> Data for review
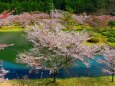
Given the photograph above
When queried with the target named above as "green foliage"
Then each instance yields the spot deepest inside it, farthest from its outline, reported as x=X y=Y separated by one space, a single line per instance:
x=26 y=5
x=73 y=6
x=94 y=40
x=112 y=23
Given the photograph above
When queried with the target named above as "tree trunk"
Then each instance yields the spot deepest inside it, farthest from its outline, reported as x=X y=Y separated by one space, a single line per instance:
x=54 y=77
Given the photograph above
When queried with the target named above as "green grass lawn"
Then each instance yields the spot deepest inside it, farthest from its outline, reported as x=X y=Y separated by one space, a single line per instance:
x=20 y=44
x=82 y=81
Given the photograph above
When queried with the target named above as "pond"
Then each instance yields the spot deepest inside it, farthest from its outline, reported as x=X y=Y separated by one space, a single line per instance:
x=19 y=71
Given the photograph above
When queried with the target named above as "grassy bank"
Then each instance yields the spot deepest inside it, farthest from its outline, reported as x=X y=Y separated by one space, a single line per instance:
x=11 y=29
x=82 y=81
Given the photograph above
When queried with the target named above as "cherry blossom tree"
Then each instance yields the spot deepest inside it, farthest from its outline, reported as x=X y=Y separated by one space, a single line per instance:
x=56 y=50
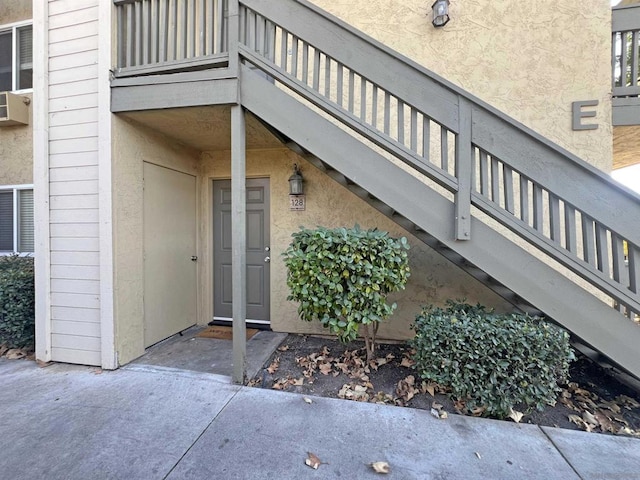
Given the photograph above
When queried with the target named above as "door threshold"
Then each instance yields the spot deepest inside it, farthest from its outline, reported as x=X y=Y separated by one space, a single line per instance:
x=227 y=322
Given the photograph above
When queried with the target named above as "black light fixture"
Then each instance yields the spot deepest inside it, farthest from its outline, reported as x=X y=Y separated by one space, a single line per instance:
x=295 y=182
x=440 y=9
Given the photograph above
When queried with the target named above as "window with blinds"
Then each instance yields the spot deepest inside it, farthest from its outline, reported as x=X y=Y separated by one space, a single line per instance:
x=16 y=220
x=6 y=221
x=16 y=58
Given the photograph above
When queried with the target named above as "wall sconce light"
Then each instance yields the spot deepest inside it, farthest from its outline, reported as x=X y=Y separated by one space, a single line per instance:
x=440 y=9
x=295 y=182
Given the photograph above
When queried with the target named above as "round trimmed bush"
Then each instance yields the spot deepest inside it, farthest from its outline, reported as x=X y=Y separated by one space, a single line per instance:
x=491 y=362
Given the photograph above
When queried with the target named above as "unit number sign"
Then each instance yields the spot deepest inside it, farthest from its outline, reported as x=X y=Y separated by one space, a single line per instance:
x=296 y=202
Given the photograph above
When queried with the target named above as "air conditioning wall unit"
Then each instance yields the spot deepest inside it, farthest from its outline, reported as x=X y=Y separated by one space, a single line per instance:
x=14 y=109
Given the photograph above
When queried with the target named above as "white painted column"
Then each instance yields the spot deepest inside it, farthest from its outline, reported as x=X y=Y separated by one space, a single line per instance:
x=41 y=179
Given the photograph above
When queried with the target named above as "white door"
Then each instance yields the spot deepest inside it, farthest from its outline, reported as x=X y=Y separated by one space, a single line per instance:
x=169 y=252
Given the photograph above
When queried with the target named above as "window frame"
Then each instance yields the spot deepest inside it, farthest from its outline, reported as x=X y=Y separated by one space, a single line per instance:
x=16 y=189
x=13 y=28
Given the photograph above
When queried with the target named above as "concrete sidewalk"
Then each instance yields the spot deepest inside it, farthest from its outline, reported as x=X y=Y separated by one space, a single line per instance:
x=141 y=422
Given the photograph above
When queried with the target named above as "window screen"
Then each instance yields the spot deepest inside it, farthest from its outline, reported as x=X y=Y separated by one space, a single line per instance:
x=25 y=222
x=6 y=221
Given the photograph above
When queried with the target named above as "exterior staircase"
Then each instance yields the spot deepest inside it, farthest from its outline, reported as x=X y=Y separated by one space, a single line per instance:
x=542 y=228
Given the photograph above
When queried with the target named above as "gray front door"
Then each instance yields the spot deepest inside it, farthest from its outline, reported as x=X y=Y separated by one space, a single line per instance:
x=258 y=253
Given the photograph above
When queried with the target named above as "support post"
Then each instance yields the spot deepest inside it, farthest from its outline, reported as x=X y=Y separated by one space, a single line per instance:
x=464 y=168
x=239 y=241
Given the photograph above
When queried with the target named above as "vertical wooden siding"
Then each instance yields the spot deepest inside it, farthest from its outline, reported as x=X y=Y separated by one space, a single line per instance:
x=73 y=163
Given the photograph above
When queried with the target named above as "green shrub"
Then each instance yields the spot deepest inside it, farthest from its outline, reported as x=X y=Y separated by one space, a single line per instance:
x=492 y=362
x=17 y=301
x=342 y=277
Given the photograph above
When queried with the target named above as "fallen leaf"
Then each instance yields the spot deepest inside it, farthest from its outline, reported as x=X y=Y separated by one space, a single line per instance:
x=273 y=368
x=15 y=354
x=312 y=461
x=407 y=362
x=589 y=418
x=430 y=388
x=515 y=415
x=381 y=467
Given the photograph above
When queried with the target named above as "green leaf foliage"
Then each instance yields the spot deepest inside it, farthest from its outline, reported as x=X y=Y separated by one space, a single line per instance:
x=342 y=277
x=17 y=301
x=491 y=362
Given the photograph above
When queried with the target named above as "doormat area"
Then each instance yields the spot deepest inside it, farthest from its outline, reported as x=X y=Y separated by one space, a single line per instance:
x=223 y=333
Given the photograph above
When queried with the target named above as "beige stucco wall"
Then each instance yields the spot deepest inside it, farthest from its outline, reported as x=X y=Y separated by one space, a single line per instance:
x=12 y=11
x=133 y=144
x=528 y=59
x=433 y=279
x=16 y=144
x=16 y=153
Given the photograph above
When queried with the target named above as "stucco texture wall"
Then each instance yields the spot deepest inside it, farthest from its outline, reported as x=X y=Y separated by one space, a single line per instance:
x=529 y=59
x=433 y=279
x=16 y=142
x=133 y=144
x=12 y=11
x=16 y=154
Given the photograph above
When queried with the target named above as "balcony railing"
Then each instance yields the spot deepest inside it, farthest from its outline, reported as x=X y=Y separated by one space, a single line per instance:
x=625 y=45
x=161 y=36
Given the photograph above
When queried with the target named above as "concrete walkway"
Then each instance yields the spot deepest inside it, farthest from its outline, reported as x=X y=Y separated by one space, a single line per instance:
x=145 y=422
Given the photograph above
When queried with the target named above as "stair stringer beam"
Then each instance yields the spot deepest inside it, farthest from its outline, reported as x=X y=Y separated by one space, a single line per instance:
x=559 y=298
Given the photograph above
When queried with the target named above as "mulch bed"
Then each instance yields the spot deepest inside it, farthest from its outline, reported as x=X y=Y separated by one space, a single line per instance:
x=318 y=366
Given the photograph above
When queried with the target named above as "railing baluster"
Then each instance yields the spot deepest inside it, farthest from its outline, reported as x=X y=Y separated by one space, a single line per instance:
x=294 y=56
x=602 y=249
x=524 y=199
x=146 y=31
x=363 y=99
x=351 y=94
x=387 y=113
x=130 y=35
x=571 y=240
x=538 y=208
x=138 y=34
x=400 y=116
x=426 y=138
x=588 y=240
x=634 y=267
x=339 y=81
x=305 y=63
x=316 y=69
x=484 y=173
x=374 y=106
x=554 y=218
x=635 y=39
x=496 y=166
x=413 y=144
x=327 y=76
x=623 y=59
x=444 y=149
x=507 y=177
x=620 y=272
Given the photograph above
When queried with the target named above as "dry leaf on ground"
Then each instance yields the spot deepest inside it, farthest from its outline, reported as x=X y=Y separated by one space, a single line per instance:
x=515 y=415
x=312 y=461
x=381 y=467
x=273 y=368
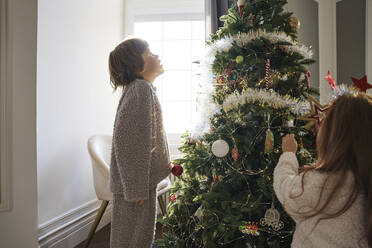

> Assigned task
Pull every line containing "white" out of the data above.

> Solution for this exercise
When queried with the target named above as "white painted column"
When queried with the target named above as "white door"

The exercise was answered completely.